Skip to contents

Creates a BIFIE.data object for designs with jackknife zones, especially for TIMSS/PIRLS and PISA studies.

Usage

BIFIE.data.jack(data, wgt=NULL, jktype="JK_TIMSS", pv_vars=NULL,
     jkzone=NULL, jkrep=NULL, jkfac=NULL, fayfac=NULL,
     wgtrep="W_FSTR", pvpre=paste0("PV",1:5), ngr=100,
     seed=.Random.seed, cdata=FALSE)

Arguments

data

Data frame: Can be a single or a list of multiply-imputed datasets

wgt

A string indicating the label of case weight. In case of jktype="JK_TIMSS" the weight is specified as wgt="TOTWGT" as the default.

pv_vars

An optional vector of plausible values which define multiply-imputed datasets.

jktype

Type of jackknife procedure for creating the BIFIE.data object. jktype="JK_TIMSS" refers to TIMSS/PIRLS datasets up to 2011 data, jktype="JK_TIMSS2" refers to TIMSS/PIRLS datasets starting from 2015 data. The type "JK_GROUP" creates jackknife weights based on a user defined grouping, the type "JK_RANDOM" creates random groups. The number of random groups can be defined in ngr. The argument jktype="RW_PISA" converts PISA datasets into objects of class BIFIEdata.

jkzone

Jackknife zones. If jktype="JK_TIMSS", then jkzone="JKZONE".

jkrep

Jackknife replicate factors. If jktype="JK_TIMSS", then jkrep="JKREP".

jkfac

Factor for multiplying jackknife replicate weights. If jktype="JK_TIMSS", then jkfac=2.

fayfac

Fay factor for statistical inference. The default is set to NULL.

wgtrep

Variables in the dataset which refer to the replicate weights. In case of cdata=TRUE, the replicate weights are deleted from datalistM.

pvpre

Only applicable for jktype="RW_PISA". The vector contains the prefixes of the variables containing plausible values.

ngr

Number of randomly created groups in "JK_RANDOM".

seed

The simulation seed if "JK_RANDOM" is chosen. If seed=NULL, then the grouping is done according the order in the dataset.

cdata

An optional logical indicating whether the BIFIEdata object should be compactly saved. The default is FALSE.

- _Stored records_:
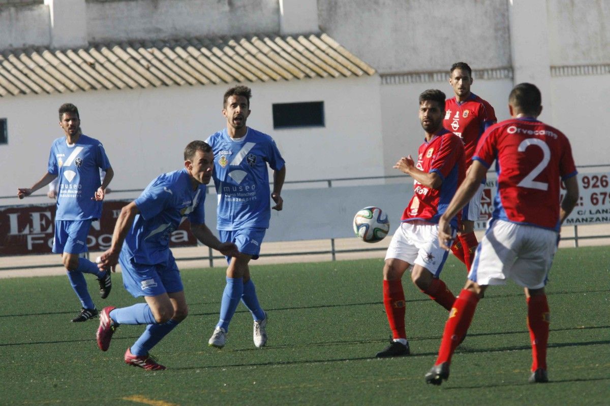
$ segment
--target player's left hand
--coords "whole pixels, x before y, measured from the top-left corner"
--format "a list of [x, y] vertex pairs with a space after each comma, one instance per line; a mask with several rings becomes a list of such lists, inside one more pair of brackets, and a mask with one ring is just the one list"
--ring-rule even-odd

- _What you are asked to do_:
Answer from the BIFIE.data.jack documentation:
1. Which jktype value applies to TIMSS/PIRLS datasets starting from 2015 data?
2. What default value does the usage give for ngr?
3. What happens to the replicate weights when cdata=TRUE?

- _Solution below_:
1. "JK_TIMSS2"
2. 100
3. They are deleted from datalistM.